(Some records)
+ + + + +

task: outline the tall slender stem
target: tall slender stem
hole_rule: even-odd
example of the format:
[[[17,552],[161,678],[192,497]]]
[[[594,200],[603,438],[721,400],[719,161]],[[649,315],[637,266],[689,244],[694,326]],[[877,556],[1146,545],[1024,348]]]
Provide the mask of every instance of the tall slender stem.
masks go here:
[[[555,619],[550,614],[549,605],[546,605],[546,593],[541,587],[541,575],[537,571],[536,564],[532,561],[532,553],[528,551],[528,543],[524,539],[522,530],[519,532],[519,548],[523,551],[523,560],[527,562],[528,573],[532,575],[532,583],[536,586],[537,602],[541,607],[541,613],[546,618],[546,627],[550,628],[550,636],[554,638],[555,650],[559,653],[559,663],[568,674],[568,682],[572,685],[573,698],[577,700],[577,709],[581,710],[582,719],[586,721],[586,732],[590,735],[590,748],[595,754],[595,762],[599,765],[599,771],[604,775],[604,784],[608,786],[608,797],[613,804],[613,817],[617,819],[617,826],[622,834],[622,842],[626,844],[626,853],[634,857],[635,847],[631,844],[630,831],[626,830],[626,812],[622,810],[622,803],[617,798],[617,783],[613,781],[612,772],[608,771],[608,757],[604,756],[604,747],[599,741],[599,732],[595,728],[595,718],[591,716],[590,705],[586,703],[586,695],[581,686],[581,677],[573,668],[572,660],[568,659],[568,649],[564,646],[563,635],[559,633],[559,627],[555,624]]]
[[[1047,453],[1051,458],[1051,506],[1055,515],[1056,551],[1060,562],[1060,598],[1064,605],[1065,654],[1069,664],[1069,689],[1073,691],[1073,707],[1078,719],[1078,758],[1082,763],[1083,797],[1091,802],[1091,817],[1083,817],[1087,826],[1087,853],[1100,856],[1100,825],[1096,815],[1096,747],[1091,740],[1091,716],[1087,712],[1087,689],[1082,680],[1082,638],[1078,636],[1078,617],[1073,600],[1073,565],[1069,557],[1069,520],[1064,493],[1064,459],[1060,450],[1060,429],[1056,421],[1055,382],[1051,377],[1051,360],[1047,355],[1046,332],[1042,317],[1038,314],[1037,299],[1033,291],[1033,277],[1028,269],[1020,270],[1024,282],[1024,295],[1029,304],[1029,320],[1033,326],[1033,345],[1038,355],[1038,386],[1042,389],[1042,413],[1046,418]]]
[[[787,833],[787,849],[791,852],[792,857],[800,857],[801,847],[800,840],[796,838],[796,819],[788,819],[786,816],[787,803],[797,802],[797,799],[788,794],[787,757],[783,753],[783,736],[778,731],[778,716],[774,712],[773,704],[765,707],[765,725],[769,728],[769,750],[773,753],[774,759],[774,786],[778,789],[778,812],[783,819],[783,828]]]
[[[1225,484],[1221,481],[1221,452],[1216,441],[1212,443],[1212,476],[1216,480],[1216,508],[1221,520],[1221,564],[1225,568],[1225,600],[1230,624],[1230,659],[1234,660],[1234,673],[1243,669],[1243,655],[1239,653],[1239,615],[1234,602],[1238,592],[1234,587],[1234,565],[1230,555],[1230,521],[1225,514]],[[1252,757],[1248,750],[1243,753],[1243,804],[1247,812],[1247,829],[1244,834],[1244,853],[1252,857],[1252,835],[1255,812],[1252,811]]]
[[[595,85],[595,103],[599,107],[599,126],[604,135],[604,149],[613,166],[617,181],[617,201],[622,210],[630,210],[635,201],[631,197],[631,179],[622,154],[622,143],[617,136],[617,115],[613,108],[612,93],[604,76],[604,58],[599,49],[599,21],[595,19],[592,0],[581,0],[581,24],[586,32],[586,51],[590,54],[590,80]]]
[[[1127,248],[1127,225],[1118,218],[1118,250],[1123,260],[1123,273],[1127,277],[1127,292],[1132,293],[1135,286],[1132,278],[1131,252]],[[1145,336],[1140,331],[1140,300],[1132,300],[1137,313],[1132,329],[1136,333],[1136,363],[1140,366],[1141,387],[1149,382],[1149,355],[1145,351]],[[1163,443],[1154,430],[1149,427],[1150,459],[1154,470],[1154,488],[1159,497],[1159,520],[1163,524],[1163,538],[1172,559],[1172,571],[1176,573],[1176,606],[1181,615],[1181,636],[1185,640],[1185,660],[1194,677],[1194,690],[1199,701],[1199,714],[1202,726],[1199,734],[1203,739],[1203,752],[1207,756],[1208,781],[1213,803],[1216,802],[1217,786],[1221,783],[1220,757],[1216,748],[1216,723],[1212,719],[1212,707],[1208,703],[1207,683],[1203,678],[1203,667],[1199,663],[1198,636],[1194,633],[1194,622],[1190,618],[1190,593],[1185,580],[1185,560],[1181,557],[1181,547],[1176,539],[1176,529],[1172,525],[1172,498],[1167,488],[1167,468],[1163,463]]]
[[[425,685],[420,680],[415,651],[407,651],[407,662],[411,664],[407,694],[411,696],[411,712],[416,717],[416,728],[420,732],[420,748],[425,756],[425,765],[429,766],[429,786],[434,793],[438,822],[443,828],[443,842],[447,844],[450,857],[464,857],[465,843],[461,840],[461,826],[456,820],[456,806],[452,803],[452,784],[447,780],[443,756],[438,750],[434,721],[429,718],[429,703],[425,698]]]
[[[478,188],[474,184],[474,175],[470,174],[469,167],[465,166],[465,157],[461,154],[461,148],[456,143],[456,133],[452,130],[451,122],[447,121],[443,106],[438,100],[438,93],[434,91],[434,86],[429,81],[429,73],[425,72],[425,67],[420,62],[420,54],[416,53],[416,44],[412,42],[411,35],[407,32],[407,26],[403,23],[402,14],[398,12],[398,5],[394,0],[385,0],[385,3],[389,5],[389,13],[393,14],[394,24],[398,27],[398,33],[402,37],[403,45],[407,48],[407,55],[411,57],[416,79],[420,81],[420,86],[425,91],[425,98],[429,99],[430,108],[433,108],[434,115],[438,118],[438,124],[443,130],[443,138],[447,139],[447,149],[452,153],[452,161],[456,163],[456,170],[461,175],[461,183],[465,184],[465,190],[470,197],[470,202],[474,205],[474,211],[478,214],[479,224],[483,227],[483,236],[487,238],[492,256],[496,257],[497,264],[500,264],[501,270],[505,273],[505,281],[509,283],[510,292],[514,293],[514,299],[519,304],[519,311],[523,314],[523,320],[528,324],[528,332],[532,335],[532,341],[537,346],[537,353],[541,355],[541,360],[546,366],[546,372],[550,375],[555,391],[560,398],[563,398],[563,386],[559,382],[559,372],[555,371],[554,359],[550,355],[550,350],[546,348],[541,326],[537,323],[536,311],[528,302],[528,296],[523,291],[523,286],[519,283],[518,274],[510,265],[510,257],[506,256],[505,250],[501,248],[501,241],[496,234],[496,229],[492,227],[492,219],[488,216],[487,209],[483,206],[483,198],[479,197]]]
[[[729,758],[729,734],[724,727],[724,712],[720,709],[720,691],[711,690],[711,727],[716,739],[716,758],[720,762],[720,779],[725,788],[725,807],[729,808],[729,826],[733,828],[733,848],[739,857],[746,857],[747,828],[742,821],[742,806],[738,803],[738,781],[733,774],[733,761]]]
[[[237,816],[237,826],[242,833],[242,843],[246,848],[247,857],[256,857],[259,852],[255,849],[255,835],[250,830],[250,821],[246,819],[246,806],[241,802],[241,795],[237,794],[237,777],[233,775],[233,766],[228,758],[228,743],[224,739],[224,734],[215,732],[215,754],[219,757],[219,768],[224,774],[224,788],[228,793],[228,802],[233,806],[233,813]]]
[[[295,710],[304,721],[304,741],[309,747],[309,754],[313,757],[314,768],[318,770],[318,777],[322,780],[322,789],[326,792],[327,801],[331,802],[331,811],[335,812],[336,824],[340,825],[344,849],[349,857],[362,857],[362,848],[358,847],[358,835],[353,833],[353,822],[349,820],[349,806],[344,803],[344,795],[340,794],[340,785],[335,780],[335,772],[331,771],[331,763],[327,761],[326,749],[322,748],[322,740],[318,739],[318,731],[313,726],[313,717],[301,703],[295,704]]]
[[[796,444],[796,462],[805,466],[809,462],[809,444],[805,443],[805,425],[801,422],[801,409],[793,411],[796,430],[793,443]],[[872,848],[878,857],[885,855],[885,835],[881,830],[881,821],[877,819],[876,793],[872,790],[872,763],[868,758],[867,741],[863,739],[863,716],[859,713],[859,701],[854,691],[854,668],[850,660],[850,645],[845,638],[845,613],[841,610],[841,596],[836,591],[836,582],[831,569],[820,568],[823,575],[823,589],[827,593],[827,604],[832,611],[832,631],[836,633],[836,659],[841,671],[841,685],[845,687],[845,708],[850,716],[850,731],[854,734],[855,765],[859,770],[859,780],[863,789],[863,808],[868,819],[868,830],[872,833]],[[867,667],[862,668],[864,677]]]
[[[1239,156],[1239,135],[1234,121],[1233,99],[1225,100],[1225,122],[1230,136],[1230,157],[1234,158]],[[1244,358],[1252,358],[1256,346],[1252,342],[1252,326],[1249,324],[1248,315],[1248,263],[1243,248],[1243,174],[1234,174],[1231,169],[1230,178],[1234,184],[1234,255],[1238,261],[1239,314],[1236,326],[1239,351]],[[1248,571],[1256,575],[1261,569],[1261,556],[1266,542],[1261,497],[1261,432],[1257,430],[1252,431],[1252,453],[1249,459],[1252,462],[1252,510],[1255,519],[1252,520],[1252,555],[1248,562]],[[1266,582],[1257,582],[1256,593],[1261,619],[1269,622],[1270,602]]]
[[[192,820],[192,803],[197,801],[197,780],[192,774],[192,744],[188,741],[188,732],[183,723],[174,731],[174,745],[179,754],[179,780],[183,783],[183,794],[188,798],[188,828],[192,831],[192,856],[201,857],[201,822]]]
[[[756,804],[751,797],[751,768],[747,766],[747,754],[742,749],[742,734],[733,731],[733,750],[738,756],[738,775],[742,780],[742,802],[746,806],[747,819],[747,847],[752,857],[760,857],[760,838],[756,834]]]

+ + + + +

== CHALLENGE ==
Identify every line in the items above that contains the string "stem", and copy each of those lines.

== EXERCISE RESULT ==
task: outline the tall slender stem
target: tall slender stem
Provide the mask of every instance of the tall slender stem.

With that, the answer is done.